• ASSIGNED TASK: For this exercise, restate the records word for word.

##### GIVEN RECORDS #####

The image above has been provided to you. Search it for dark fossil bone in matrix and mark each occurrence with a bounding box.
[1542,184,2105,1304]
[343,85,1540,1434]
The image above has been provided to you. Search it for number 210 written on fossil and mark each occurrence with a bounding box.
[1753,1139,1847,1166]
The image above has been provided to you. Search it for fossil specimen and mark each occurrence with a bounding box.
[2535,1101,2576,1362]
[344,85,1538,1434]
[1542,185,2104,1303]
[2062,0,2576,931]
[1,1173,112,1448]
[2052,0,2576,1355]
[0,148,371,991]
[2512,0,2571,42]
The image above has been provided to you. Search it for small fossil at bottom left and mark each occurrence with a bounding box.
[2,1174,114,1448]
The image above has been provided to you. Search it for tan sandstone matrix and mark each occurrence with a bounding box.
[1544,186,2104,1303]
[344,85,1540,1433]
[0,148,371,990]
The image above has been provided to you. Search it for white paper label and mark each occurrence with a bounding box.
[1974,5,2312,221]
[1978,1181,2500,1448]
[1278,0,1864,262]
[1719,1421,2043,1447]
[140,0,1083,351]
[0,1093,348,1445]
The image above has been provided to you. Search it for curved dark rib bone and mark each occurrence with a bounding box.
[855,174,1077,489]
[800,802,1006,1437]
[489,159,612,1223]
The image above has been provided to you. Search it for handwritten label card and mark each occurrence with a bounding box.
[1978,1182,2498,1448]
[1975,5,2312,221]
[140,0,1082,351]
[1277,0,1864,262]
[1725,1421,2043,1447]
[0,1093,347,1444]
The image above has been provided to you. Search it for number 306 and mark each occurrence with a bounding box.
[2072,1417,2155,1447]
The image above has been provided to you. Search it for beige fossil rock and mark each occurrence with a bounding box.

#####

• RESULT OF THE TASK:
The image above has been provided to you. Search it for dark fossil bone in matrix and mark each occurrence with a bounding box.
[1542,184,2105,1304]
[343,85,1540,1434]
The image above has been provided to you. Search it for number 210 written on fossil and mark each occurrence with a bounding box.
[1753,1139,1847,1166]
The image above has been provided to you. Search it for fossil specimen and mark each occurrence with a bounding box.
[2535,1101,2576,1362]
[344,85,1538,1434]
[1542,185,2104,1303]
[2062,0,2576,931]
[1,1173,112,1448]
[2052,0,2576,1355]
[0,148,371,991]
[2512,0,2571,42]
The image above has been provided to you. Search it for small fossil at bottom left and mark each occurrence with a bounding box.
[2,1174,114,1448]
The image above has been provided to you. Search it for tan sandstone matrix and mark each occurrence with a bounding box.
[1544,186,2104,1303]
[344,85,1540,1433]
[0,148,371,990]
The image above has been provided to you. Search it for white paper label and mark each occurrence with a bounding box.
[1974,5,2312,221]
[1978,1181,2500,1448]
[1278,0,1864,262]
[1719,1421,2043,1447]
[140,0,1083,351]
[0,1093,348,1445]
The image above has been provided to you. Search it for curved dark rib bone and mark each occurrence with a bounding box.
[855,174,1077,489]
[800,802,1006,1437]
[489,159,612,1223]
The image above has been provided to you. Search it for handwritten label card and mark each occurrence with a bounding box.
[1978,1182,2498,1448]
[1975,5,2312,221]
[140,0,1082,351]
[1277,0,1864,262]
[1725,1421,2043,1447]
[0,1093,347,1444]
The image above has been provided to you. Search it for number 306 and mark each occurrence with a bounding box.
[2072,1417,2155,1447]
The image above has been provided to you. Search it for beige fossil rock and mark each occurrence with a bounding box.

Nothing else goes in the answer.